##### Dataset #####

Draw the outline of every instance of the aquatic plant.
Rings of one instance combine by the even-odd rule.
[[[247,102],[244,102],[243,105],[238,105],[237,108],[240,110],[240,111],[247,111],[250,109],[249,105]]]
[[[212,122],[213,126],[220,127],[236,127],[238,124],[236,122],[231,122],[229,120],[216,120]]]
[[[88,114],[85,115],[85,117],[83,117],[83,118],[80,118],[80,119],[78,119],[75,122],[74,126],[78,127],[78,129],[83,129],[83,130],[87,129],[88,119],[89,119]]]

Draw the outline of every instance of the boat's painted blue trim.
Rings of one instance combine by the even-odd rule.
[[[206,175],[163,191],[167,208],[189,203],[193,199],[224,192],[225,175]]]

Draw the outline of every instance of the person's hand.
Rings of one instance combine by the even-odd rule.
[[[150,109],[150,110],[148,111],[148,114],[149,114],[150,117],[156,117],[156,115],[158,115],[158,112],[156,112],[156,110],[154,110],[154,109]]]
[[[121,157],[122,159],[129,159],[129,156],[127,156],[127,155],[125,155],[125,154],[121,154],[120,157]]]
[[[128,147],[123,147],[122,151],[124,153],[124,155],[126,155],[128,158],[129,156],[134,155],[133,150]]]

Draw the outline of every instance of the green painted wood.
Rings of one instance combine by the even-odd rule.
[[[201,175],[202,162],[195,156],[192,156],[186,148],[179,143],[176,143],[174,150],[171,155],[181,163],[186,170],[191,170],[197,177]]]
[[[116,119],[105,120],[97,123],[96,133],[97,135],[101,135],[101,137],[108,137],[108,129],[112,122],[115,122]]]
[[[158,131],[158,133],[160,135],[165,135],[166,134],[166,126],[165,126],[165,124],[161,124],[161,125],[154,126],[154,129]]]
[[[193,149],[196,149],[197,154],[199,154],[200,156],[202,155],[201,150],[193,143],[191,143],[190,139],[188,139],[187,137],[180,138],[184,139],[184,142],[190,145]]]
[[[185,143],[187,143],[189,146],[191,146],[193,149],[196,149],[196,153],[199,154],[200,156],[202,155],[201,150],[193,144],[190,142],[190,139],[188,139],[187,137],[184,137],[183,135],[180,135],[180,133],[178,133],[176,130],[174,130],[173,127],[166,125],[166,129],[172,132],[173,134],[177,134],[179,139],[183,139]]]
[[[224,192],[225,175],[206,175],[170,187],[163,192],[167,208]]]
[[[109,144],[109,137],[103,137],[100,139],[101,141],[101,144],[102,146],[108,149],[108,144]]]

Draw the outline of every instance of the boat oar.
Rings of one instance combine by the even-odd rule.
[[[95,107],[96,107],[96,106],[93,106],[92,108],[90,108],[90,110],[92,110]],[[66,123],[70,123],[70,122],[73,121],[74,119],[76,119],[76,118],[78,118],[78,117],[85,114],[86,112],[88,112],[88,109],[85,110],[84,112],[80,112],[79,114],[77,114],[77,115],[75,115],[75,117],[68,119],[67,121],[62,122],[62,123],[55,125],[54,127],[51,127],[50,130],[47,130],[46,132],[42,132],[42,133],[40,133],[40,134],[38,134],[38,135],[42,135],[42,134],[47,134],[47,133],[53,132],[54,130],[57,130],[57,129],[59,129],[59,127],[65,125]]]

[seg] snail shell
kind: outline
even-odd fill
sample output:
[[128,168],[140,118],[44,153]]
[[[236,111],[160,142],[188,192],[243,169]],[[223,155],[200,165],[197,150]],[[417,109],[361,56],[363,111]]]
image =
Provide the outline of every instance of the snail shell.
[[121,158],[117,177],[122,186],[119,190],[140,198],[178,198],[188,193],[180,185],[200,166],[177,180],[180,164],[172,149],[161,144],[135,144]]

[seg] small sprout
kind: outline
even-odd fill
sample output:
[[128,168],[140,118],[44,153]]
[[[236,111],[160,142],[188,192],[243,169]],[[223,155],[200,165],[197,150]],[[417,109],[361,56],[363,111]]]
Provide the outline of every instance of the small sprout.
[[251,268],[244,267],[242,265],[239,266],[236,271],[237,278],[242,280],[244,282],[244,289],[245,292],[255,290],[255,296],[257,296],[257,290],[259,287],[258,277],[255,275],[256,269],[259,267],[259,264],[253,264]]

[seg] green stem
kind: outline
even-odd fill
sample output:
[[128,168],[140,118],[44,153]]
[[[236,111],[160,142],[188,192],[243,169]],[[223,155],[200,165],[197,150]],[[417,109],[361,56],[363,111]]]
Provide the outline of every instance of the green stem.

#####

- _What to do_
Go back to the listing above and please repeat it exactly.

- _Response to the task_
Draw the outline of every instance of the aquatic plant.
Rings of one instance combine by the even-odd rule.
[[[247,102],[244,102],[243,105],[238,105],[237,108],[240,110],[240,111],[247,111],[250,109],[249,105]]]
[[[212,122],[213,126],[220,127],[236,127],[238,124],[236,122],[231,122],[229,120],[216,120]]]
[[[88,114],[85,115],[85,117],[83,117],[83,118],[80,118],[80,119],[78,119],[75,122],[74,126],[78,127],[78,129],[83,129],[83,130],[87,129],[88,119],[89,119]]]

Draw the outline of every instance of the boat's painted blue trim.
Rings of one instance combine by the even-odd rule.
[[[206,175],[163,191],[167,208],[189,203],[193,199],[224,192],[225,175]]]

Draw the outline of every instance of the person's hand.
Rings of one instance combine by the even-odd rule.
[[[150,109],[150,110],[148,111],[148,114],[149,114],[150,117],[156,117],[156,115],[158,115],[158,112],[156,112],[156,110],[154,110],[154,109]]]
[[[121,157],[122,159],[129,159],[129,156],[127,156],[127,155],[125,155],[125,154],[121,154],[120,157]]]
[[[128,147],[123,147],[122,151],[124,153],[124,155],[126,155],[128,158],[129,156],[134,155],[133,150]]]

Draw the outline of every instance of the green painted wood.
Rings of one instance combine by the even-odd rule.
[[[201,175],[202,162],[195,156],[192,156],[186,148],[179,143],[176,143],[174,150],[171,155],[181,163],[186,170],[191,170],[197,177]]]
[[[116,119],[105,120],[97,123],[96,133],[97,135],[101,135],[101,137],[108,137],[108,129],[112,122],[115,122]]]
[[[158,131],[158,133],[160,135],[165,135],[166,134],[166,126],[165,126],[165,124],[161,124],[161,125],[154,126],[154,129]]]
[[[193,149],[196,149],[197,154],[199,154],[200,156],[202,155],[201,150],[193,143],[191,143],[190,139],[188,139],[187,137],[180,138],[184,139],[184,142],[190,145]]]
[[[185,143],[187,143],[189,146],[191,146],[193,149],[196,149],[196,153],[199,154],[200,156],[202,155],[201,150],[193,144],[190,142],[190,139],[188,139],[187,137],[184,137],[183,135],[180,135],[180,133],[178,133],[176,130],[174,130],[173,127],[166,125],[166,129],[172,132],[173,134],[177,134],[179,139],[183,139]]]
[[[224,192],[225,175],[206,175],[170,187],[163,192],[167,208]]]
[[[109,144],[109,137],[103,137],[100,139],[101,141],[101,144],[102,146],[108,149],[108,144]]]

Draw the outline of every instance of the boat oar.
Rings of one instance combine by the even-odd rule.
[[[95,107],[96,107],[96,106],[93,106],[92,108],[90,108],[90,110],[92,110]],[[66,123],[70,123],[70,122],[73,121],[74,119],[76,119],[76,118],[78,118],[78,117],[85,114],[86,112],[88,112],[88,109],[85,110],[84,112],[80,112],[79,114],[77,114],[77,115],[75,115],[75,117],[68,119],[67,121],[62,122],[62,123],[55,125],[54,127],[51,127],[50,130],[47,130],[46,132],[42,132],[42,133],[40,133],[40,134],[38,134],[38,135],[42,135],[42,134],[47,134],[47,133],[53,132],[54,130],[57,130],[57,129],[59,129],[59,127],[65,125]]]

[seg] snail shell
kind: outline
even-odd fill
sample output:
[[128,168],[140,118],[44,153]]
[[[236,111],[160,142],[188,192],[243,169]],[[223,155],[200,165],[197,150]],[[417,109],[361,56],[363,111]]]
image =
Provide the outline of every instance of the snail shell.
[[121,158],[117,177],[122,186],[119,190],[140,198],[178,198],[188,193],[180,185],[200,166],[177,180],[180,164],[172,149],[161,144],[135,144]]

[seg] small sprout
kind: outline
even-odd fill
sample output:
[[128,168],[140,118],[44,153]]
[[[236,111],[160,142],[188,192],[243,169]],[[223,155],[200,165],[197,150]],[[417,109],[361,56],[363,111]]]
Provide the outline of every instance of the small sprout.
[[251,268],[244,267],[242,265],[239,266],[236,271],[237,278],[242,280],[244,282],[244,289],[245,292],[255,290],[255,296],[257,296],[257,290],[259,287],[258,277],[255,275],[256,269],[259,267],[259,264],[253,264]]

[seg] green stem
kind: outline
even-odd fill
sample output:
[[128,168],[140,118],[44,153]]
[[[236,111],[160,142],[188,192],[243,169]],[[223,155],[200,165],[197,150]],[[417,109],[361,56],[363,111]]]
Provide the outline of every instance of the green stem.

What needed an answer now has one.